> Texto propuesto
PARTE
V
EL DESASTRE DE SICILIA
Se ha comparado la expedición ateniense a Sicilia del
año 415 tanto con el intento de Gran Bretaña por controlar los Dardanelos en
1915 como con la guerra de los estadounidenses en Vietnam durante las décadas
de los sesenta y los setenta del siglo XX. Estas empresas, cuya viabilidad y
objetivos siguen siendo objeto de controversia, se vieron abocadas al fracaso y
dieron origen a catástrofes de distinta magnitud. La incursión ateniense
también trajo consigo un resultado de lo más terrible: pérdidas devastadoras en
hombres y embarcaciones, rebeliones generalizadas a través del Imperio y la
entrada en escena del poderoso Imperio persa en su guerra contra Atenas; estos
motivos contribuyeron significativamente a expandir la opinión generalizada de
que Atenas estaba acabada. Fue tan grande el desastre que, incluso en
retrospectiva, Tucídides se maravillaba de la propia capacidad de la ciudad
para resistir durante casi otra década. Estas campañas han provocado desde
siempre una discusión encendida sobre los objetivos que las guiaron, sobre los
errores que en ellas se produjeron y sobre a quién culpar por los mismos. La expedición
de Sicilia no es una excepción.
Capítulo 20
La decisión (416-415)
LAS CONEXIONES SICILIANAS DE ATENAS
La urgencia por llevar a cabo una nueva campaña en
Sicilia en el invierno de 416-415 no tuvo origen en Atenas, sino en la propia
isla. Dos ciudades griegas isleñas que habían sido aliadas durante décadas,
Egesta y Leontinos, pidieron ayuda a Atenas contra Selinunte, una población
vecina, y su protectora, Siracusa. Atenas, desde el Congreso de Gela en el 424,
en el que Hermócrates de Siracusa propuso una doctrina por la que se rechazaba
la interferencia de los Estados extranjeros en los asuntos siciliotas, había
fijado su interés en Sicilia.
En el año 422, preocupados por el creciente poder de
Siracusa, los atenienses enviaron a Féax, hijo de Erasístrato, a evaluar la
situación. Su objetivo era proteger Leontinos y animar a los aliados de Atenas
y a los griegos siciliotas a unírseles contra Siracusa. Aunque Féax obtuvo el
apoyo de la Italia septentrional y de algunas ciudades sicilianas, el rechazo
tajante en Gela puso fin a sus intentos. A pesar de que el ateniense llegó con
sólo dos naves y dio por terminada su misión a la primera negativa, la
constancia del interés continuado de Atenas en los asuntos de la isla debió de
animar a los enemigos de Siracusa a buscar en el futuro la ayuda ateniense.

> Datos proporcionados
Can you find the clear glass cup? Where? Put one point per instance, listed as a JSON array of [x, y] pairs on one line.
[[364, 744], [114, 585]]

> Problemas y tareas
1. En el texto sobre la expedición a Sicilia, ¿qué dos ciudades griegas de la isla pidieron ayuda a Atenas contra Selinunte y Siracusa?
2. Por favor, reproduce el fragmento del texto sobre la expedición a Sicilia que va desde "En el año 422, preocupados" hasta "la ayuda ateniense.".

> Respuestas completas
1. Egesta y Leontinos.

2.
En el año 422, preocupados por el creciente poder de
Siracusa, los atenienses enviaron a Féax, hijo de Erasístrato, a evaluar la
situación. Su objetivo era proteger Leontinos y animar a los aliados de Atenas
y a los griegos siciliotas a unírseles contra Siracusa. Aunque Féax obtuvo el
apoyo de la Italia septentrional y de algunas ciudades sicilianas, el rechazo
tajante en Gela puso fin a sus intentos. A pesar de que el ateniense llegó con
sólo dos naves y dio por terminada su misión a la primera negativa, la
constancia del interés continuado de Atenas en los asuntos de la isla debió de
animar a los enemigos de Siracusa a buscar en el futuro la ayuda ateniense.